**Task statement**.
In the data below, the answer is the run of lines from the line containing "Place a marker on every instance of the large" through the line containing "Place a marker on every instance of the illuminated", both included; print it exactly and nothing else.

**The data**.
· · ·

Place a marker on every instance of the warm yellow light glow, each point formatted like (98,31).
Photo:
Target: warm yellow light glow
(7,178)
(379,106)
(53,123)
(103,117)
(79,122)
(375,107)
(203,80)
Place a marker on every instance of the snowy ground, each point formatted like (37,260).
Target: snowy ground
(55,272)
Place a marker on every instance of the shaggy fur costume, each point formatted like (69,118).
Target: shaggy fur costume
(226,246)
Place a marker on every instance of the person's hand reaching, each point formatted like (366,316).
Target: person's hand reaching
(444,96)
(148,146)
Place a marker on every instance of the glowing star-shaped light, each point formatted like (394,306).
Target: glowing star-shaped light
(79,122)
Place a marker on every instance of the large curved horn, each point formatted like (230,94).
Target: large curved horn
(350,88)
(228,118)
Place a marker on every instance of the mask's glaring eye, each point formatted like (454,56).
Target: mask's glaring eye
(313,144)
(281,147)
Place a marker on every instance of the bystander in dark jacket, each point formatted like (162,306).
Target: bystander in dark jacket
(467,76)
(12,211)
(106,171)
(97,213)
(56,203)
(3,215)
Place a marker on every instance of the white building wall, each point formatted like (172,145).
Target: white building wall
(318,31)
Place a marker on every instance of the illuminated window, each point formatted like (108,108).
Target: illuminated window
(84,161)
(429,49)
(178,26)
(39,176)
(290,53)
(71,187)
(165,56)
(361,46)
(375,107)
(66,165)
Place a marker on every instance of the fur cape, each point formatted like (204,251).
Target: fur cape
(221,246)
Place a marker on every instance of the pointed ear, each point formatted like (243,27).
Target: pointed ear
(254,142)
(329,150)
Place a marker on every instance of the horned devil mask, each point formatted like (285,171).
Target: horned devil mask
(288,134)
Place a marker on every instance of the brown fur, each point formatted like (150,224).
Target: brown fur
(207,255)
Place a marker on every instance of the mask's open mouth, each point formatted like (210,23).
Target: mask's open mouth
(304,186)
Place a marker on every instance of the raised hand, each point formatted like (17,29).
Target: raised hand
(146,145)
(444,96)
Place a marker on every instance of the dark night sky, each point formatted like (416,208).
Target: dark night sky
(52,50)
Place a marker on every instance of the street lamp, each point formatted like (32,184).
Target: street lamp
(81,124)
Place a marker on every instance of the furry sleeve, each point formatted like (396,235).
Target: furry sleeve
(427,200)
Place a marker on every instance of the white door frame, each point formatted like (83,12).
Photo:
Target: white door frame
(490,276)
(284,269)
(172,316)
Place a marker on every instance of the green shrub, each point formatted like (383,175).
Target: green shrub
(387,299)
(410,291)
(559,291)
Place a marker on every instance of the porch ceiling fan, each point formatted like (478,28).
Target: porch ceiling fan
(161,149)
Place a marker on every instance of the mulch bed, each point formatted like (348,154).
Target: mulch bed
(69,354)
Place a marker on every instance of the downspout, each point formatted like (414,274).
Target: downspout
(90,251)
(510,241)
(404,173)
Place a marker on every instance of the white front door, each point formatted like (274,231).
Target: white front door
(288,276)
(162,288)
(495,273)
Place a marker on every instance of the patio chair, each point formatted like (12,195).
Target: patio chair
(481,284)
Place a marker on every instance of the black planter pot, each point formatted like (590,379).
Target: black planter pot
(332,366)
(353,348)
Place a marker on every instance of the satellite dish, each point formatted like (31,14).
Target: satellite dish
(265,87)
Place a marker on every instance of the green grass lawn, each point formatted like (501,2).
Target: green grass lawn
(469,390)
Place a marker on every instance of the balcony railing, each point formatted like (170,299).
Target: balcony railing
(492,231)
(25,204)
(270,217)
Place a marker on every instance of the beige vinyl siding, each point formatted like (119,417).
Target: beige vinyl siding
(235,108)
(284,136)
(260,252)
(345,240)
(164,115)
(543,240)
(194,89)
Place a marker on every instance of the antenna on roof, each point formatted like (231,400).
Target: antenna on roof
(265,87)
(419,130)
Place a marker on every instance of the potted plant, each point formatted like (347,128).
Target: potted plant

· · ·

**Output of the exercise**.
Place a marker on every instance of the large curved horn, each point formatted like (230,94).
Target: large curved horn
(350,88)
(228,118)
Place a marker on every instance of the mask's glaring eye, each point formatted like (454,56).
Target: mask's glaring eye
(313,144)
(281,147)
Place a marker on every instance of the bystander in dark jacket, each point formatted like (162,306).
Target: bystander in dark jacket
(467,76)
(12,211)
(106,171)
(97,213)
(56,203)
(3,215)
Place a marker on every instance of the white building wall, each point formatted like (172,145).
Target: white building wall
(318,31)
Place a marker on every instance of the illuminated window, each point formatted like (108,108).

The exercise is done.